▶ PASSAGE SHOWN
○ ○ ○ ○

Ready for War
In October 2019, Charlie Kirk’s Culture War tour came to Ohio State University. Before a packed auditorium, the right-wing provocateur welcomed Rob Smith to the stage as his special guest. A black, gay military veteran with runway model looks, Smith was an influencer affiliated with Kirk’s Turning Point USA—and he wanted to set the record straight. He used to be a leftist, until he realized “this idea of tolerance and inclusivity on the left is garbage.” Nothing revealed their dishonesty more than someone like him, Smith explained, a queer person of color with political views that didn’t match the precepts of what he called “the intersectionality cult.”
Then the Q&A portion began. A stream of mostly young men lined up, eager for their chance at the microphone. Would Kirk support a policy that benefitted America but was bad for Israel? False choice, Kirk answered. How does promoting anal sex help the right win the culture war? Kirk deferred to the gay man onstage, and Smith said the question, asked in bad faith, was irrelevant to the conservative movement. Kirk maintained an air of ease until a pipsqueak in a MAGA hat asked how it would be possible for “white European ideals” to be preserved in a future America when white people would become a numerical minority.
“I find that to be a racist question. I reject the idea behind it,” Kirk shot back. But then he started squirming in his chair. He tried changing the subject. President Trump had been smeared as a racist, Kirk said, but in reality he’d earned more votes from black and Latino people than John McCain and Mitt Romney. “Combined,” added Smith, incorrectly. Kirk parried a few more jabs by pointing to his conservative bonafides, but the young men wouldn’t relent. They appeared to be organized, and several of them spoke the name of the man who put them up for the job. Kirk refused to utter it out loud, dismissing him as an “ internet troll” who “believes in white ethnonationalism.”

○ ○ ○ ○

Dataset entries:
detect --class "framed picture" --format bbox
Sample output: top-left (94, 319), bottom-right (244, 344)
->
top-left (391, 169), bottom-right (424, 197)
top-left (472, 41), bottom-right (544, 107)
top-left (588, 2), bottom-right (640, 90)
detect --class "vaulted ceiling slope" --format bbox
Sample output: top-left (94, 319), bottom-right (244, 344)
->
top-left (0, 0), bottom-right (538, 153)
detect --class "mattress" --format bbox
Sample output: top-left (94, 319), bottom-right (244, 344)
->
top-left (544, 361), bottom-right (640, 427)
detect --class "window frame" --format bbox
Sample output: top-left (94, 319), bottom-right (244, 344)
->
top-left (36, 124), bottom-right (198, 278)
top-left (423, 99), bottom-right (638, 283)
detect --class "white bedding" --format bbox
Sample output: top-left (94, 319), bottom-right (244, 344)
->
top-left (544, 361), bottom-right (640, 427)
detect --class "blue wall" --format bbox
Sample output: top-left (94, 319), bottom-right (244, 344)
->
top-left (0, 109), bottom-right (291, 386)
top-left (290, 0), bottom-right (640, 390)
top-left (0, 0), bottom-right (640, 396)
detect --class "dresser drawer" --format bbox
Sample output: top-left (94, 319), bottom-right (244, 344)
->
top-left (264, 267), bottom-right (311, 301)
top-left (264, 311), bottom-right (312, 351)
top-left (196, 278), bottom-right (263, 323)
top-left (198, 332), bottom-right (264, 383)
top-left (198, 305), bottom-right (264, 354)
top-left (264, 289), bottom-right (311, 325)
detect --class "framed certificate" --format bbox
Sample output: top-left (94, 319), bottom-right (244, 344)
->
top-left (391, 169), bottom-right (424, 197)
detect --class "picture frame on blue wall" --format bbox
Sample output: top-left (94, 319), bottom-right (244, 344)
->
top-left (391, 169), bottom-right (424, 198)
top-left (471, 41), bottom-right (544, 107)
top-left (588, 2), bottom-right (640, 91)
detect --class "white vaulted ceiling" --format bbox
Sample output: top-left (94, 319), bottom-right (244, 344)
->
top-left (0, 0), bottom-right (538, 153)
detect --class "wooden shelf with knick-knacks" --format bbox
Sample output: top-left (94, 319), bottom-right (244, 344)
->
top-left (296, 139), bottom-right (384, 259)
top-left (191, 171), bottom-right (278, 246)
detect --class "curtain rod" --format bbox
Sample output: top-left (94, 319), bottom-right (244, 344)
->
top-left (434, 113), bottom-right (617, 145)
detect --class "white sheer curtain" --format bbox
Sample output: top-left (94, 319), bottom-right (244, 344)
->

○ ○ ○ ○

▶ YOUR OBJECTIVE
Condense the paragraph of the Ready for War passage that begins "Then the Q&A portion began" into a short bulleted list that keeps its main facts. Rely only on the Ready for War passage, not on the lines, for this work.

▶ RESULT OF THIS TASK
- Mostly young men lined up at the microphone when the Q&A began.
- Asked whether he would support a policy good for America but bad for Israel, Kirk called it a false choice.
- Asked how promoting anal sex helps the right win the culture war, Kirk deferred to Smith, who said the question was in bad faith and irrelevant to the conservative movement.
- Kirk stayed at ease until a questioner in a MAGA hat asked how "white European ideals" could be preserved once white people became a numerical minority in America.